**Passage provided**
────────────────────

Cartoon of man with hands raised in air and money bags floating among the clouds. Accompanied by title, How To Set Your Life Coaching Fees!

One of the most common questions you are going to be asked by prospective clients is "What does your coaching cost?

It's a question many new coaches have trouble answering confidently and congruently because they are not sure how much to charge for their coaching.

Maybe they question  their value, or what is right for their target market or even how much they need to earn from coaching to as a viable career.

Working out your what to charge will depend to a great extent on your experience, what other skills you bring to coaching, how you market yourself and the niche and/or demographic you work within.  

7 Basic factors that can determine the life coaching fees you can charge

  1. How you deliver your coaching programs; i.e.  face to face, or online/phone.
  2. The length of the sessions.
  3. Whether you offer group or personal sessions.
  4. The niche or demographic you target and what they can afford or are prepared to pay.
  5. Your experience, background, credentials and certification level.
  6. Your location and your client's location both nationally and internationally.
  7. Your personal expenses and overheads.

Know your personal expenses:

Of course you may not be able to cover all your expenses and make a profit with your life coaching fees when you first start coaching, but it's important to know what you need to aim for if your coaching is to be financially viable as a living.

If you are not sure of your expenses, I suggest keeping a simple spread sheet of what you spend for a month or two. (You may get a fright 😀). It's also a good idea to include a ballpark figures of what marketing expenses you want to budget for. 

These will include, depending on your choices, items like business cards, website hosting, advertising, networking events, ongoing trainings, association memberships and so on.  

With the increased popularity of coaching online using platforms such as Zoom or Skype, even phone, some coaches are choosing to charge a loading if the client wants physical face-to-face coaching. This compensates for time and travel considerations for both the coach and the client. Of course, this could also be marketed to clients as a discount for coaching online rather than extra for face-to-face.

4 Common Traps In Setting Life Coaching Rates

These are common traps that new coaches can fall into when setting their life coaching rates.

1. Avoid the fee comparison trap 

There will always be a coach who charges more or less than you do, so don't fall into the trap of making comparisons and thinking "I should be charging more/less".

────────────────────

**Data provided**
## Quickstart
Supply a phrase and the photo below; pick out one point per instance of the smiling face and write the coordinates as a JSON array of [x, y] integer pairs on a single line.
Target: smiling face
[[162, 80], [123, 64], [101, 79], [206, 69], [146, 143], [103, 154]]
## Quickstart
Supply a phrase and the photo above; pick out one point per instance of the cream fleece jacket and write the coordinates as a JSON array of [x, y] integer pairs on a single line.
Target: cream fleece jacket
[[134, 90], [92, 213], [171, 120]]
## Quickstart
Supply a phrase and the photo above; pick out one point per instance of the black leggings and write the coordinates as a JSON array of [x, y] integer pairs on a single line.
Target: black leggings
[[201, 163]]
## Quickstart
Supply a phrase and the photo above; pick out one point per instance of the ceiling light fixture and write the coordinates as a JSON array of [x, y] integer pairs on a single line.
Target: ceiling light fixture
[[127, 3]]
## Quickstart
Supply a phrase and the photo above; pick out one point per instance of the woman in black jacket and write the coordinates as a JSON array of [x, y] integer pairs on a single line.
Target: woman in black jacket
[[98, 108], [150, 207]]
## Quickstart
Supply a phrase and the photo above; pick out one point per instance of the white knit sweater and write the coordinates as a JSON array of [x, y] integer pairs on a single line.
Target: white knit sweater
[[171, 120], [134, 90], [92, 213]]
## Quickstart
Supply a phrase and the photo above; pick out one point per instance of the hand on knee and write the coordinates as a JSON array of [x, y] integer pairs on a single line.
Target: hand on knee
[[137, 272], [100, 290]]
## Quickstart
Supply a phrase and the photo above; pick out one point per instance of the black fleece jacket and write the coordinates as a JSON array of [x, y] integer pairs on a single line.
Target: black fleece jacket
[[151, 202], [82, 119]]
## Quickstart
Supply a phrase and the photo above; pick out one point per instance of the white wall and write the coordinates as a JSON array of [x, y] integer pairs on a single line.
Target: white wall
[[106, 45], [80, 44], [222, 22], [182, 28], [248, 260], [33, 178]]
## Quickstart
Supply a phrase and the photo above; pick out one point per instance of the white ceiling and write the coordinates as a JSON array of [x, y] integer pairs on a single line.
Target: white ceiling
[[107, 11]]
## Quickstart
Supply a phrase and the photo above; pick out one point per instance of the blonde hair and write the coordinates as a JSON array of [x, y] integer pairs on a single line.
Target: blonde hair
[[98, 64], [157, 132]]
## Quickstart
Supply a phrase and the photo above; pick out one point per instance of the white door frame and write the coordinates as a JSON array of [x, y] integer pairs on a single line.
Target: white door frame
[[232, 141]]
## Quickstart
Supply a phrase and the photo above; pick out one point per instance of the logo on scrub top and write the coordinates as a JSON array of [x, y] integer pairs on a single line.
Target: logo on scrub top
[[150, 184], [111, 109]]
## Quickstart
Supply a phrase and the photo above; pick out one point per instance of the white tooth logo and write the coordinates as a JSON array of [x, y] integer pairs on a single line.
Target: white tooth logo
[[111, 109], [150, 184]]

────────────────────

From the life coaching fees article above, retype everything from "7 Basic factors" down to "face, or online/phone.".

7 Basic factors that can determine the life coaching fees you can charge

  1. How you deliver your coaching programs; i.e.  face to face, or online/phone.